*** Passage provided Section Begins ***

CREATE: Incentives for recovery, investments and innovation
Published Apr 5, 2021 12:20 am

A ray of hope shone through the thick fog of anxiety over the latest COVID upsurge: the signing into law by President Duterte of Republic Act 11534, the Corporate Recovery and Tax Incentives for Enterprises Act (CREATE). It is regarded as a “historic economic reform” that is “one of the largest in decades.”
A broad coalition of 51 leading business, industry, academic and professional organizations strongly endorsed its passage. They declared in their manifesto of support: “As a stimulus package, CREATE will be a boost to market confidence, providing instant relief to businesses suffering from business reverses due to the COVID-19 pandemic.” Advocates believe that it would mitigate the “risk of losing more jobs and hemorrhaging more investments.”
The new law finally lowers the highest corporate income tax rate in Southeast Asia and among ASEAN countries. It is regarded as a major breakthrough in tax reform, coming on the heels of other path-finding initiatives since the Duterte administration assumed office in June 2016.
It follows the enactment of the Tax Reform for Acceleration and Inclusion (TRAIN) Law that provided total exemption from personal income taxes for all those earning less than P250,000 per annum. To recoup the foregone tax collections, the government imposed new taxes on cars, fuel and sugar-sweetened beverages; reduced taxes on essential medicines for chronic illnesses; and lowered estate and donor taxes to six per cent to free up idle real properties for productive use.
TRAIN Package 2 imposed additional “sin taxes” on alcohol, heated tobacco and vapor products. The Rice Tarrification Law was passed in March 2019 generating money for the Rice Competitiveness Enhancement Fund. Then the Tax Amnesty Law of 2019 extended an estate tax amnesty. These tax incentive laws boosted overall revenue generation for the national coffers until the COVID outbreak snapped the economy’s growth trajectory.

*** Passage provided Section Ends ***
*** Entries shown Section Begins ***

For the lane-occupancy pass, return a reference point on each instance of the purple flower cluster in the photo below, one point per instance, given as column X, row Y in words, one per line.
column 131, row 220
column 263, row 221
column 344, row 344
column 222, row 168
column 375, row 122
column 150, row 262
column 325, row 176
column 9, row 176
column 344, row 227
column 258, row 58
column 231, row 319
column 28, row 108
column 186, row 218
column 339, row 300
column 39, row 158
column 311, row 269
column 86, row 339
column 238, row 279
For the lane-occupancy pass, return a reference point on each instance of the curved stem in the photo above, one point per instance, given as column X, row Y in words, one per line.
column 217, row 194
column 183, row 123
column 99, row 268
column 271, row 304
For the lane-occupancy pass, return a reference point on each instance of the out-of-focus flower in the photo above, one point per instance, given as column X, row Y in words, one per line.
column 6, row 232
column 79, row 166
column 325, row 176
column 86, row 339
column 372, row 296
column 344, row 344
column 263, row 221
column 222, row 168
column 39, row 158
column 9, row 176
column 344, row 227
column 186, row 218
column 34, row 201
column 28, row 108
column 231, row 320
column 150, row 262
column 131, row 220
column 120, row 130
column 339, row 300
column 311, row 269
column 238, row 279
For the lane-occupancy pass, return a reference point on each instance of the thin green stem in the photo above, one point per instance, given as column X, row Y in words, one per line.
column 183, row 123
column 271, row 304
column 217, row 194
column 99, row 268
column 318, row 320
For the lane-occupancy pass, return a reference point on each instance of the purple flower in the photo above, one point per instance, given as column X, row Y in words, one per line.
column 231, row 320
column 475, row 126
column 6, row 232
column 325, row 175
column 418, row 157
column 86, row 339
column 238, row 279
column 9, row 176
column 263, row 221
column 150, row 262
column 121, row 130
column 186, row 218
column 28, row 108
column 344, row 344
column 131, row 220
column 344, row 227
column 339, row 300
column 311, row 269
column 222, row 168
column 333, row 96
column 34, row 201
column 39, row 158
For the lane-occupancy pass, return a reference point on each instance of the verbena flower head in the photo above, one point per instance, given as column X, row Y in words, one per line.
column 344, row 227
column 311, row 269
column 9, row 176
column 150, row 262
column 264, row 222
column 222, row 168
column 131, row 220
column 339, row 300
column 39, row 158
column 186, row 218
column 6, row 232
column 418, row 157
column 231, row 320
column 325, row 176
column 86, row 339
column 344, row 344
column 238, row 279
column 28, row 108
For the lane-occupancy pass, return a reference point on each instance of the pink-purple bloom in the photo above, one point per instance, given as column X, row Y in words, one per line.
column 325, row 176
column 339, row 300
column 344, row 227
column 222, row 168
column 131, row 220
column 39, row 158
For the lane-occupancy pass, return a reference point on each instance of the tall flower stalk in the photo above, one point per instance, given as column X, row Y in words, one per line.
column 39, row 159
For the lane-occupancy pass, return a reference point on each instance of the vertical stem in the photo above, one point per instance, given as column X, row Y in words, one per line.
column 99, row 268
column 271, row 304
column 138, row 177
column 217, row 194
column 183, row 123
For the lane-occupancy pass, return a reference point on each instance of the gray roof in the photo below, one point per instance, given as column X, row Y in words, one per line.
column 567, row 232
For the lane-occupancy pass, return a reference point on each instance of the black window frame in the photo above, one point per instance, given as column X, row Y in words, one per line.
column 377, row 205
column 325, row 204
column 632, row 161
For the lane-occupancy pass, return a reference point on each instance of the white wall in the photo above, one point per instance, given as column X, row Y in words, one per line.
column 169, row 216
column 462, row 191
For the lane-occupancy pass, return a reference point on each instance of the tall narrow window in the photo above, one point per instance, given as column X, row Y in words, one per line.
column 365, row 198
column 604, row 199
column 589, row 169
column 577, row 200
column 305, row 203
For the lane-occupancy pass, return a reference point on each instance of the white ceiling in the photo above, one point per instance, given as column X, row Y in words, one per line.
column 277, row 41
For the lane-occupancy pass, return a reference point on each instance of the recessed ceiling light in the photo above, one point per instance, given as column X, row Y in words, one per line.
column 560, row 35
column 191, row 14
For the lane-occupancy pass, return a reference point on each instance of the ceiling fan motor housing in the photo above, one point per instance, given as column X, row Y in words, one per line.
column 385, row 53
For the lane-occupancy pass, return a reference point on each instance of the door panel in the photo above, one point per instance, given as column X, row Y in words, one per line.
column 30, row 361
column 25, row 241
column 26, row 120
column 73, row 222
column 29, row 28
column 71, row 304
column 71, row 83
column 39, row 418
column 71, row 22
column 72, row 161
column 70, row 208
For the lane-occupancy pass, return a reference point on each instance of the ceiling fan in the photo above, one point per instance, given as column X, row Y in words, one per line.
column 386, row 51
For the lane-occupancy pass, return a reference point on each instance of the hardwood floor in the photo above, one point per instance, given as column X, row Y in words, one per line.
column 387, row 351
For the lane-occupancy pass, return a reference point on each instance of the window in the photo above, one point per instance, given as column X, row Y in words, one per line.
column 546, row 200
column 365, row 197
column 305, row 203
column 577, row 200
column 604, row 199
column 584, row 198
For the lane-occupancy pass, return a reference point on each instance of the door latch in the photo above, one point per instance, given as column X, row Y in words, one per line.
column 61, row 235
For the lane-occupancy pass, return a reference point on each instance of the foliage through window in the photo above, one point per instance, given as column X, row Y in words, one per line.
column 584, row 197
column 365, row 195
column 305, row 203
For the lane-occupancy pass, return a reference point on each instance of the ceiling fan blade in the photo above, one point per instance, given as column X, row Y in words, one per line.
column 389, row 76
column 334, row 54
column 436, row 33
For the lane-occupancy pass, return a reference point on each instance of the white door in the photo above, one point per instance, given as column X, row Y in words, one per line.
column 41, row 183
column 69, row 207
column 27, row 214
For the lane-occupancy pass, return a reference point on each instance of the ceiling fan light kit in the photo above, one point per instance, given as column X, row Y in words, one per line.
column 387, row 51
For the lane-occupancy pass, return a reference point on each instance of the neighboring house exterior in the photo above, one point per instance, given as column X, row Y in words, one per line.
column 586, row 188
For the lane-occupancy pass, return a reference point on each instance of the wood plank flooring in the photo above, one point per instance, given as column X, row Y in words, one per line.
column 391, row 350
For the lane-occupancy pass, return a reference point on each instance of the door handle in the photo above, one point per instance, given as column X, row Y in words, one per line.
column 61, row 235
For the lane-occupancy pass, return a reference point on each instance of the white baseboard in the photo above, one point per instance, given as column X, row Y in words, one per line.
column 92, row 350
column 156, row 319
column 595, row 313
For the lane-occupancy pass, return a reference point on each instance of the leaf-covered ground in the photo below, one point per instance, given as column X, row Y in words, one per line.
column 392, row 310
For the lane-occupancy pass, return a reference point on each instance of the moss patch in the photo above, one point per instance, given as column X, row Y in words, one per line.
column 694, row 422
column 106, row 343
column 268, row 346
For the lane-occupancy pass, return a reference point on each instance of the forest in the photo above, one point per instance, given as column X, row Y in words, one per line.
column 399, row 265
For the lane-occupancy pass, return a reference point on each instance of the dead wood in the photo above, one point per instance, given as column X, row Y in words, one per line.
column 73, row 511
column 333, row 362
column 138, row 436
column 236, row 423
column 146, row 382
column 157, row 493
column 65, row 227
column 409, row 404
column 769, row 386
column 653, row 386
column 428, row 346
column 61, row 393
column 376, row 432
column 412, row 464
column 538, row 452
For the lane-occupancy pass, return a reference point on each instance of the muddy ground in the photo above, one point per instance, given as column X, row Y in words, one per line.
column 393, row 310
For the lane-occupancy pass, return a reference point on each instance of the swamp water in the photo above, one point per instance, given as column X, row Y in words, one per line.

*** Entries shown Section Ends ***

#### What to work on:
Pick up the piece on the CREATE tax incentives law after its final sentence and keep writing it.

#### Output of the exercise:
Micro, small, and medium enterprises (MSMEs), which employ a majority of Filipino workers in the country, will be the biggest beneficiaries of CREATE through the grant of the largest ever corporate income tax (CIT) rate reduction in the country. The CREATE law cuts the regular CIT rate by 10 percentage points, from 30 percent to 20 percent, for domestic corporations with a taxable income of P5 million and below, and with total assets of not more than P100 million.
All other domestic corporations will benefit from an immediate reduction of the CIT rate from 30 percent to 25 percent. Foreign corporations currently paying the regular rate will also enjoy a reduced 25-percent CIT rate.
Albay Rep. Jose Ma. Salceda points out that under the CREATE law, research and development expenses are eligible for double deductions from taxable income. This would boost the competitiveness of the country’s business process outsourcing (BPO) industry. In Tholons’ Global Innovation Index 2021 report, the Philippines dropped from its 5th spot in 2020 to 18th in the Top 50 Digital Nations while Manila stumbled from 2nd to 8th place in the Top 100 Super Cities category.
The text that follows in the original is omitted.